WHAT IS EXPECTED: From the text below about turning 40, list each thing it states about Jenny's condition at the time of the writer's visit.

PROVIDED PASSAGE:

I recently made a quick visit to Australia to see my friend Jenny who has been diagnosed with cancer. She was in good spirits but in hospital and not responding to treatment. I felt helpless, this was something I couldn’t put right. I sat with her, we talked, we laughed. I went home and cried.
It’s not difficult to accept that turning 40 is the point where you really start to question what you’re doing, where you’re going. Maybe it’s a bit more real because you have a lot of experience of life behind you. Here’s my five step plan to help me cope with my mid-life crisis. I’m making no assurances that it will be right for anyone else, but take from it what you will.
I’ve set up my own company, I’m working on a number of freelance and contract projects and I feel in control - nervous, excited and challenged by not having a comfortable permanent employer, but I feel accountable and in control.
I’m dating. The genius of online services such as Gaydar or location-based apps such as Grindr is that these days it seems much easier than ever before to meet guys - guys that want to have sex.

Stored data:
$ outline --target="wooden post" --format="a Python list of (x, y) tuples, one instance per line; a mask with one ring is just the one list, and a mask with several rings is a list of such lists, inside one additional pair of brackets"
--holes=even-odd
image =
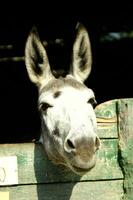
[(118, 100), (119, 162), (124, 174), (124, 200), (133, 199), (133, 99)]

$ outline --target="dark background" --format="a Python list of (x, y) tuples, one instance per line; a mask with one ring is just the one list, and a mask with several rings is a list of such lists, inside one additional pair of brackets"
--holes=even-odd
[[(25, 41), (34, 25), (41, 40), (48, 40), (51, 66), (67, 69), (76, 23), (83, 23), (90, 35), (93, 54), (92, 73), (86, 84), (94, 90), (98, 104), (133, 97), (132, 5), (36, 4), (32, 2), (27, 7), (20, 2), (14, 9), (12, 5), (1, 6), (0, 143), (28, 142), (39, 137), (37, 88), (28, 79), (24, 61), (11, 60), (24, 56)], [(122, 33), (121, 37), (110, 39), (112, 32)], [(63, 46), (54, 44), (57, 38), (63, 40)]]

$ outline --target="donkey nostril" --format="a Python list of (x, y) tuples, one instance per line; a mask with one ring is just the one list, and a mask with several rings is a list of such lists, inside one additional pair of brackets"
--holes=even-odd
[(71, 142), (71, 140), (67, 140), (67, 144), (71, 149), (75, 149), (75, 146), (73, 145), (73, 143)]

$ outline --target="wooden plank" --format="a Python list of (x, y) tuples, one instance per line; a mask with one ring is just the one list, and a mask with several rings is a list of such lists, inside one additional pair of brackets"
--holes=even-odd
[(98, 123), (98, 136), (102, 138), (118, 138), (117, 123)]
[(40, 144), (0, 145), (0, 157), (17, 156), (19, 184), (122, 179), (123, 174), (117, 162), (117, 146), (116, 139), (102, 140), (95, 168), (82, 177), (53, 165)]
[(55, 183), (3, 187), (10, 200), (120, 200), (123, 197), (123, 181), (97, 181), (79, 183)]
[(115, 100), (111, 100), (111, 101), (107, 101), (107, 102), (99, 104), (95, 108), (95, 113), (96, 113), (97, 118), (103, 118), (103, 119), (115, 118), (116, 113), (117, 113), (117, 107), (116, 107), (117, 101), (118, 100), (115, 99)]
[(124, 173), (125, 200), (133, 199), (133, 99), (118, 101), (119, 161)]
[(100, 138), (118, 138), (117, 100), (107, 101), (95, 108)]

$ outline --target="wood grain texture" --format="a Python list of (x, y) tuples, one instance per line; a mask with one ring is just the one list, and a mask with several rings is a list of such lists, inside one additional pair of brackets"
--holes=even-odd
[(3, 187), (10, 200), (120, 200), (123, 181), (54, 183)]
[(123, 174), (117, 162), (117, 145), (116, 139), (102, 140), (96, 166), (82, 177), (64, 167), (53, 165), (40, 144), (0, 145), (0, 156), (17, 156), (19, 184), (122, 179)]
[(107, 101), (95, 108), (100, 138), (118, 138), (117, 100)]
[(125, 200), (133, 199), (133, 99), (118, 101), (119, 161), (124, 173)]

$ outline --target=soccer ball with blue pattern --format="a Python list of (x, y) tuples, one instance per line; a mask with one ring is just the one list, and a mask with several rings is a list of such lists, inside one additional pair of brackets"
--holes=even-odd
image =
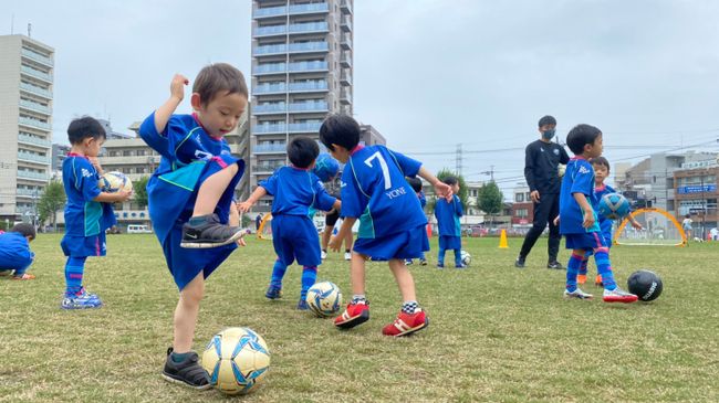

WRITTEN SOLUTION:
- Diagnosed with cancer
- In good spirits
- In hospital
- Not responding to treatment